--- Aim of the task ---
Please quote the material exactly, every line of it.

--- Records supplied ---
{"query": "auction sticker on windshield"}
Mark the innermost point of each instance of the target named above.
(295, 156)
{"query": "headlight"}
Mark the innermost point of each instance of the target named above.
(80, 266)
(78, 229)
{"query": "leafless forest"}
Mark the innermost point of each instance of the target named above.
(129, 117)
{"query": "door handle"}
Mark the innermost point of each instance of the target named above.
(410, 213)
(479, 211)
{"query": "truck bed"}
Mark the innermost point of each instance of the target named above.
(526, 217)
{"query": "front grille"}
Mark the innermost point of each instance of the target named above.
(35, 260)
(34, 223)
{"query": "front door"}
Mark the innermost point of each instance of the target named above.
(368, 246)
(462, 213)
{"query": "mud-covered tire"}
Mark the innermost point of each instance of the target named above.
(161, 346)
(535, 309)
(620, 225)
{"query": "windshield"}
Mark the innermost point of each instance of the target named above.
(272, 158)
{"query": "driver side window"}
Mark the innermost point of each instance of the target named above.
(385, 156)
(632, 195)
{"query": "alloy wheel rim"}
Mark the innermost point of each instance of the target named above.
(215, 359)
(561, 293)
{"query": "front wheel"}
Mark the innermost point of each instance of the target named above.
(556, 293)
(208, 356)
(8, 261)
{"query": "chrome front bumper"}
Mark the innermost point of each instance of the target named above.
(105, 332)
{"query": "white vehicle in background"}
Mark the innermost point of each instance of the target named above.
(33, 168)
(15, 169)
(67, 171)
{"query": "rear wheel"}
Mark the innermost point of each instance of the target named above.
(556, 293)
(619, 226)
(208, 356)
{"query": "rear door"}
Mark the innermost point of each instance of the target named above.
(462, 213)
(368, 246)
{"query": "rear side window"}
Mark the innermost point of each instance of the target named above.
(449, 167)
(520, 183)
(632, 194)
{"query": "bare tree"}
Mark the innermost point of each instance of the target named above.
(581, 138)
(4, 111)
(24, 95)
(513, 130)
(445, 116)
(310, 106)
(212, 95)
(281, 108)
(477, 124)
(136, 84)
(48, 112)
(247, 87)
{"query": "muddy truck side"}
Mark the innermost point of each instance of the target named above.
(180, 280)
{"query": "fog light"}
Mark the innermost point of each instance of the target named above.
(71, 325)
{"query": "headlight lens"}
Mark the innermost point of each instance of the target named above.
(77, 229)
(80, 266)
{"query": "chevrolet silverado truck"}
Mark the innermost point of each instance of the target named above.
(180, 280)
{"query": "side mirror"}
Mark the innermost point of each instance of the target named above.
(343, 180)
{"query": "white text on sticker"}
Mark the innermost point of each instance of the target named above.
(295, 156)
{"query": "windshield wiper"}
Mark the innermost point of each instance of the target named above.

--- Task answer ---
{"query": "auction sticker on windshield"}
Mark the innermost point of each instance of the target named above.
(295, 156)
{"query": "headlight"}
Mark the innermost point of each instance of the target named above.
(80, 266)
(78, 229)
{"query": "leafless forest"}
Mark the innermost point of each instance of the target named above.
(129, 117)
{"query": "door handle"}
Mark the innermost point of each instance of the target named above.
(410, 213)
(479, 211)
{"query": "truck bed"}
Mark the innermost point of each instance of the target named above.
(526, 217)
{"query": "front grille"}
Mark the innermost point of each instance of the target named above.
(35, 260)
(34, 223)
{"query": "front door"}
Mark the innermost point of each instance of the target named above.
(368, 246)
(462, 213)
{"query": "mud-covered tire"}
Mark the innermost point of each instance of the target named above.
(161, 346)
(535, 309)
(620, 225)
{"query": "windshield"}
Mark the innermost point of each instance of the target named above.
(272, 158)
{"query": "driver side window"}
Mark the innermost point of each instance of the target named above.
(385, 156)
(632, 195)
{"query": "alloy wheel rim"}
Mark the innermost point of each instance of the target named above.
(215, 359)
(561, 293)
{"query": "front wheel"}
Mark the innermost point of each instance of the target named above.
(556, 293)
(208, 356)
(8, 261)
{"query": "chrome front bumper"}
Mark the innermost point of each instance of the target named above.
(105, 332)
{"query": "white vehicle in background"}
Mark the innermost point of each instance of the target named above.
(33, 168)
(15, 169)
(67, 171)
{"query": "rear wheel"}
Mark the innermost point of each instance of the target named above.
(556, 293)
(619, 226)
(208, 356)
{"query": "rear door"}
Mark the innermost point of each instance of the target named above.
(462, 213)
(368, 246)
{"query": "rear side window"}
Mark the innermost point of each instance of the target named above.
(449, 167)
(520, 183)
(632, 194)
{"query": "bare tree"}
Mark the innermost point of each instance of the target named above.
(581, 138)
(4, 111)
(24, 95)
(513, 130)
(445, 116)
(310, 106)
(212, 95)
(281, 108)
(477, 124)
(136, 84)
(48, 112)
(247, 87)
{"query": "muddy truck side"}
Mark the innermost point of each instance of the target named above.
(180, 280)
{"query": "fog light"}
Mark the innermost point of each instance of the target named above.
(71, 325)
{"query": "headlight lens"}
Mark the innermost point of each instance of the target named above.
(77, 229)
(80, 266)
{"query": "chevrolet silverado truck"}
Mark the innermost point of each instance of the target named above.
(180, 280)
{"query": "side mirror"}
Mark the innermost point of each instance of the target named above.
(343, 180)
{"query": "white text on sticker"}
Mark the innermost point of each instance of the target named above.
(295, 156)
{"query": "windshield wiper"}
Mark the innermost point of each instance of the target named above.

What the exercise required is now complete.